Copy the data word for word, starting at the line that contains "Target: white baseboard" and continuing through the end of the data. Leave the pictures out.
** start of Extracted data **
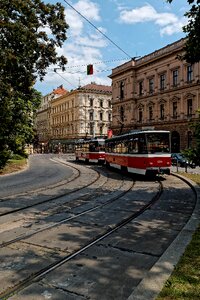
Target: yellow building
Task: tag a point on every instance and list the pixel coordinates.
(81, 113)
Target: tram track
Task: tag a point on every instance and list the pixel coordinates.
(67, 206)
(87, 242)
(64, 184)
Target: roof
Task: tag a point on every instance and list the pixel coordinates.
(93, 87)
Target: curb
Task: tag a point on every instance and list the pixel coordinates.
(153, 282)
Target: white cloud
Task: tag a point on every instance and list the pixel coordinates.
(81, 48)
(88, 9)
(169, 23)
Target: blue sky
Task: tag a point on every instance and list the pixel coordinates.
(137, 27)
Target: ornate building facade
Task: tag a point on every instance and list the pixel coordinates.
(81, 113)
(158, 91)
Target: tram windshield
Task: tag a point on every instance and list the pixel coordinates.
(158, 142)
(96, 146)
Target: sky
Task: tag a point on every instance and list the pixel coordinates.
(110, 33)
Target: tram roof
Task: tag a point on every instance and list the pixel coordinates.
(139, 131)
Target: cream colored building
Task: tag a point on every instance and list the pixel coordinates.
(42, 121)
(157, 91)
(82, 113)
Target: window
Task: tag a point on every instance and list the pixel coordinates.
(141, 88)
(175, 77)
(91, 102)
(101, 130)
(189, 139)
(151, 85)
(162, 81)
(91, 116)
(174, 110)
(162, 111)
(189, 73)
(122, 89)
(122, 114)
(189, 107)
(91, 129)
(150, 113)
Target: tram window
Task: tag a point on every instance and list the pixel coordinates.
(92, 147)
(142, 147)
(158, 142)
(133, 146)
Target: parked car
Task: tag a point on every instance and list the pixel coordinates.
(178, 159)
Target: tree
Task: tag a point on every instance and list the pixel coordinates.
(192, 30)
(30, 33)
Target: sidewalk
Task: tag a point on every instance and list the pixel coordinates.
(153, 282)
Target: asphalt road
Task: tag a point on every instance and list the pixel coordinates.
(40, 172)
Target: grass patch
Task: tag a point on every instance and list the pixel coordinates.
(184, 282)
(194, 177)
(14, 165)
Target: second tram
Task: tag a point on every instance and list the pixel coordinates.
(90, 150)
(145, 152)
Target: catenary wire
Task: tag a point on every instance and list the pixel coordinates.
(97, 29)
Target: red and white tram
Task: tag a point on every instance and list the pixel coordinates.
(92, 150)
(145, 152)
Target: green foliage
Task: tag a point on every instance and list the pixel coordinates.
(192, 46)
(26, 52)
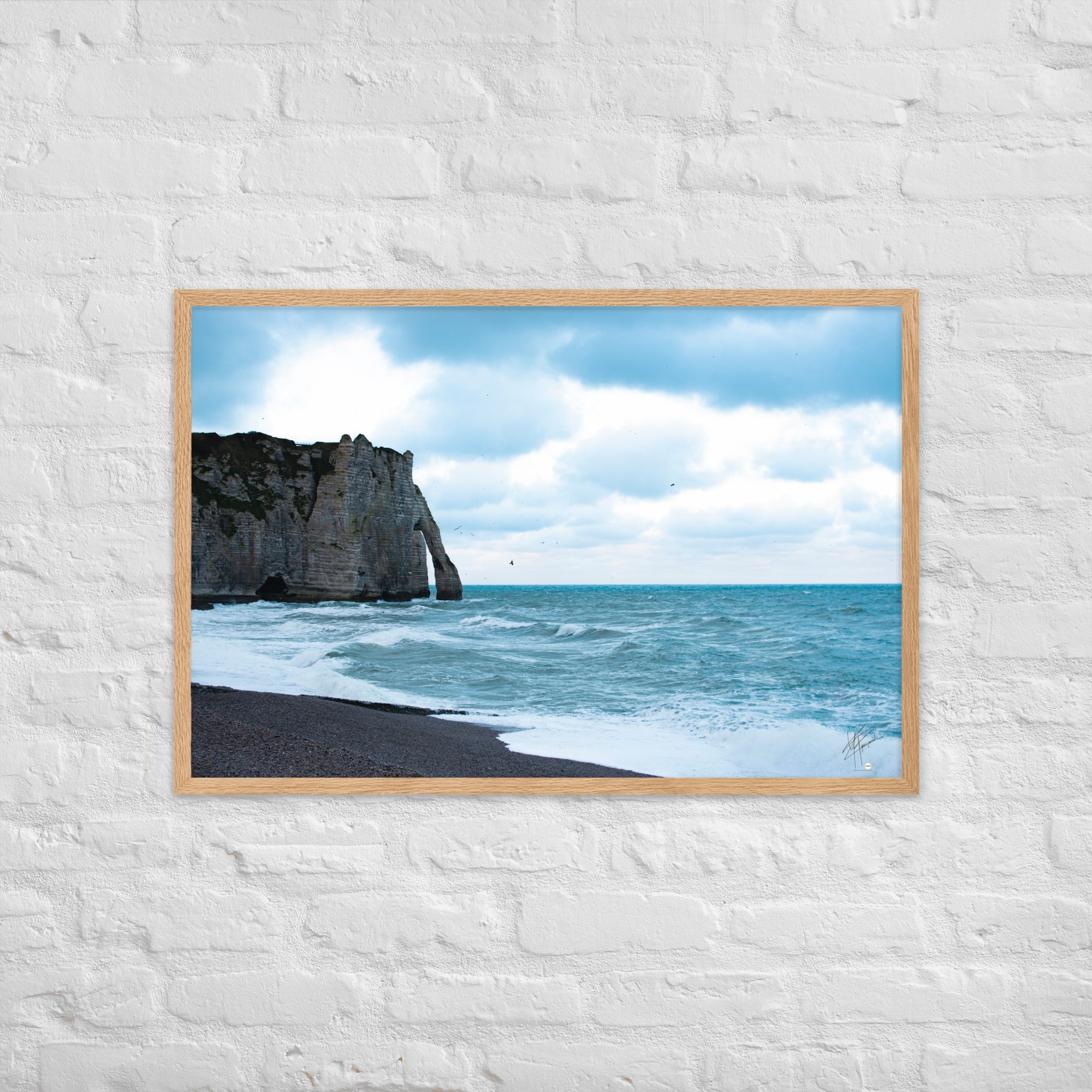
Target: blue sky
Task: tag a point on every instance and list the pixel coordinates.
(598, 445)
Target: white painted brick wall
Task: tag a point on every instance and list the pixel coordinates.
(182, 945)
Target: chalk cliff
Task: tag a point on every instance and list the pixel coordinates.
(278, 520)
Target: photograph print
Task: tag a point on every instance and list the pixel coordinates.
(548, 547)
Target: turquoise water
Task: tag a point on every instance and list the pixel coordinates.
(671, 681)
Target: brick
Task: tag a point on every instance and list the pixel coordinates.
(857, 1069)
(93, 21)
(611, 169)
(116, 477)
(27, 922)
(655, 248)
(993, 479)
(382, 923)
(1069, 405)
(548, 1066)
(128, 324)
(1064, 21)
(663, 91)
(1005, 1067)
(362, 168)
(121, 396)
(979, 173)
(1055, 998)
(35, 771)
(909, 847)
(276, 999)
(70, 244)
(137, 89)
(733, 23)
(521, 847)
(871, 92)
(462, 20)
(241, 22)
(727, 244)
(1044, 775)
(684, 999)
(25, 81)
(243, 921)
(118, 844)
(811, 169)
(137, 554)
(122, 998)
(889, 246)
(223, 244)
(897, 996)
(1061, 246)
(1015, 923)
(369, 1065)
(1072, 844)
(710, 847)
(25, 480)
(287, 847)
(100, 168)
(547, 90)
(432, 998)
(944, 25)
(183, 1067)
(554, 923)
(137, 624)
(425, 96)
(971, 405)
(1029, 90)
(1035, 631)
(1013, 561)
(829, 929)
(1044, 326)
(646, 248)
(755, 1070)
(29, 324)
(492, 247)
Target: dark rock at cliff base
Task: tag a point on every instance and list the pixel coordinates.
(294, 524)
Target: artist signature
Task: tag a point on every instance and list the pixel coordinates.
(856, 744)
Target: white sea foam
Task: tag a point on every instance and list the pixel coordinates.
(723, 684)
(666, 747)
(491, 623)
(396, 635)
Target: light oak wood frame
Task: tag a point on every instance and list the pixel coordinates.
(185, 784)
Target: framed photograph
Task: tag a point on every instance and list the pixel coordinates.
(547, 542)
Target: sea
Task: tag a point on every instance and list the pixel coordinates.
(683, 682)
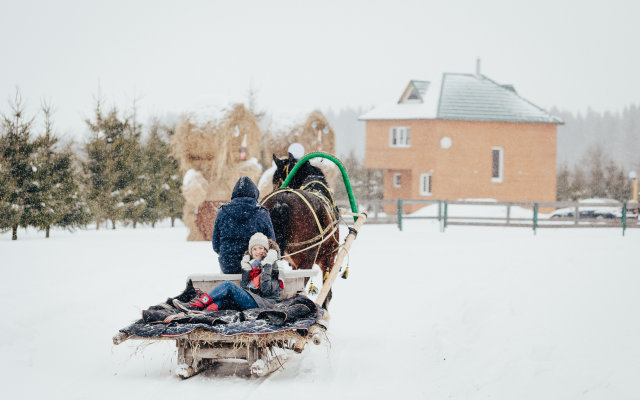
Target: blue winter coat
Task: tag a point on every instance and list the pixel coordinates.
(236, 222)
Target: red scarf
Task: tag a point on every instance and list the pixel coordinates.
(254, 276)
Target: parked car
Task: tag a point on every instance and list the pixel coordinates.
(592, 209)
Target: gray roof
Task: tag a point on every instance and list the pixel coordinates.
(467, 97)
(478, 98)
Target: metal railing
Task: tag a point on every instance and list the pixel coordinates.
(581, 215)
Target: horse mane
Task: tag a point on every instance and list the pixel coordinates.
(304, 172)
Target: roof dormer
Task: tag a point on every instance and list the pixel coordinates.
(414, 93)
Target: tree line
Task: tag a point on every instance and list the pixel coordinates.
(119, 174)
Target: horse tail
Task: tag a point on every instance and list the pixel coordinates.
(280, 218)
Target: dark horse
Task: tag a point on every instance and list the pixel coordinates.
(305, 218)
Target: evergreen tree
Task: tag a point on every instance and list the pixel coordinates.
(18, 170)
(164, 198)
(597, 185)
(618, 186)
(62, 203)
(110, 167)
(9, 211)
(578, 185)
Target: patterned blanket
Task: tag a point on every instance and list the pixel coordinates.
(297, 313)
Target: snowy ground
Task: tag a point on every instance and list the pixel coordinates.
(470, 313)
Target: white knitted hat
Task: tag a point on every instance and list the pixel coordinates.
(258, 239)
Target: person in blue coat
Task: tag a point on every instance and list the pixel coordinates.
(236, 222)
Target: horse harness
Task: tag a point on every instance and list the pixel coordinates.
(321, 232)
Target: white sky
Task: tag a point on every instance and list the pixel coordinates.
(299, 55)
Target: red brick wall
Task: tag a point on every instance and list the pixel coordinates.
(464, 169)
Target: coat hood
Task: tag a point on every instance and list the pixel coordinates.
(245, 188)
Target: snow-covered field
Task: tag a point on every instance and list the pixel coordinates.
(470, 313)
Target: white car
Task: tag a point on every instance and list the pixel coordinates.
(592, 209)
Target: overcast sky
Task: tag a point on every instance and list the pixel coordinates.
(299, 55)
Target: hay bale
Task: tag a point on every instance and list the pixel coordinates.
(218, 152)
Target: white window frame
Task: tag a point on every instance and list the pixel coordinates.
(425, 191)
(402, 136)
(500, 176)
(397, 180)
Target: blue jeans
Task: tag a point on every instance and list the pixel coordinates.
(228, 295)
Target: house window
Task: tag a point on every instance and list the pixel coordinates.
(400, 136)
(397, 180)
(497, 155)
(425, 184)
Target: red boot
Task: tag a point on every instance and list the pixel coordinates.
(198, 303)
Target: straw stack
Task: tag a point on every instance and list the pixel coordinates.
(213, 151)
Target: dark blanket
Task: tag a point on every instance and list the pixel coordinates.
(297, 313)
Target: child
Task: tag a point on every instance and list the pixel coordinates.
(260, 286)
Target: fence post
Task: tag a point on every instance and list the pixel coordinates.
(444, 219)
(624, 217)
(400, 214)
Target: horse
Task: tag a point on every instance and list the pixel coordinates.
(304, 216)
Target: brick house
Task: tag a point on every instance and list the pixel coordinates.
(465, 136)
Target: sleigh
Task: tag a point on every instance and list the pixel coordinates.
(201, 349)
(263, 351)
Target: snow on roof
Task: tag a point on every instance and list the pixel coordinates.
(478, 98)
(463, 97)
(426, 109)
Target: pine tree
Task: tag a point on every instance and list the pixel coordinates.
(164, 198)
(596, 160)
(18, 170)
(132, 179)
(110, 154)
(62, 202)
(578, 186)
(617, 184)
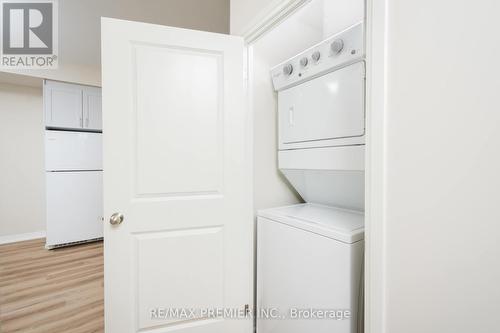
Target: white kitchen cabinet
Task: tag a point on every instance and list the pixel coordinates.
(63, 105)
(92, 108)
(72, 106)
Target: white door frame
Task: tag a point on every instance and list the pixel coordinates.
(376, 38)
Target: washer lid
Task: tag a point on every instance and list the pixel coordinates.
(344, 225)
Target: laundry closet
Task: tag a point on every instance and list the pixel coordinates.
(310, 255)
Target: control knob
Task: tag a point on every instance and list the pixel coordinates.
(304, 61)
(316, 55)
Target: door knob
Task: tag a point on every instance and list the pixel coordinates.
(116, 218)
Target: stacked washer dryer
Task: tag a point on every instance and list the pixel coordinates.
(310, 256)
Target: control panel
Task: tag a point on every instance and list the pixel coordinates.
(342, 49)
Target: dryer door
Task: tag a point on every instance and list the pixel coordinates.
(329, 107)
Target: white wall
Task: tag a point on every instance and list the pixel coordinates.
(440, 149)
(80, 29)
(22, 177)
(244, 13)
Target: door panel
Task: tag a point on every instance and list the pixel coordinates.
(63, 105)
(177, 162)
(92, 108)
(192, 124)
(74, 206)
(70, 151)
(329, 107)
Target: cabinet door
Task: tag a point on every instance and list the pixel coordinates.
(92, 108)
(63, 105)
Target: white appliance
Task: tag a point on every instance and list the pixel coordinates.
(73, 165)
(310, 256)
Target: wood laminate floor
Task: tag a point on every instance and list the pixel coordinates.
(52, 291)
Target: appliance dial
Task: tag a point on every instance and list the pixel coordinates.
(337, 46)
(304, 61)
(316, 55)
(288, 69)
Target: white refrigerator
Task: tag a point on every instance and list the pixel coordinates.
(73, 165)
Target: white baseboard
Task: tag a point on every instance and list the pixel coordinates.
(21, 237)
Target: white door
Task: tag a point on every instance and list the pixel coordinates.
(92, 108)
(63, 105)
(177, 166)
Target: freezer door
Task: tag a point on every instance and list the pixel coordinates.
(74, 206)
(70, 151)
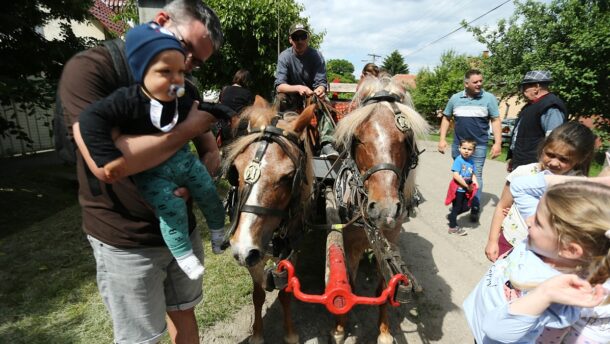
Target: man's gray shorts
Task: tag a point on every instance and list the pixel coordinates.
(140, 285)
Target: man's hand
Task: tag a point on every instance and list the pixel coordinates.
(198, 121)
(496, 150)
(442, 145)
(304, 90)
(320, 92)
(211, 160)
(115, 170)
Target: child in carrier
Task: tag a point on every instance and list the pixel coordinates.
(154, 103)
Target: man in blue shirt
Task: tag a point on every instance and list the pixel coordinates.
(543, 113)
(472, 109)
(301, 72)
** end of Extracted data **
(Problem solution):
Target: white baseboard
Task: tag a point on every instance and list the pixel coordinates.
(21, 237)
Target: white door
Task: tag a point on every instance and list the pixel coordinates.
(92, 108)
(63, 105)
(177, 166)
Target: freezer door
Task: tag a point on every instance and list the pixel coordinates.
(74, 206)
(70, 151)
Target: man's gray shorts
Task: tag a point on every instance and list the pixel coordinates.
(140, 285)
Target: man's hand
Task: tag a point on every instance and list the pixel coordinates.
(198, 121)
(496, 150)
(442, 145)
(304, 90)
(320, 92)
(211, 160)
(115, 170)
Target: child in carrier
Task: tag a point on every instance and list the pixel coordinates.
(154, 103)
Target: man in blue shirt
Task: tag a point on every instance and list the pixel coordinates.
(543, 113)
(472, 109)
(301, 72)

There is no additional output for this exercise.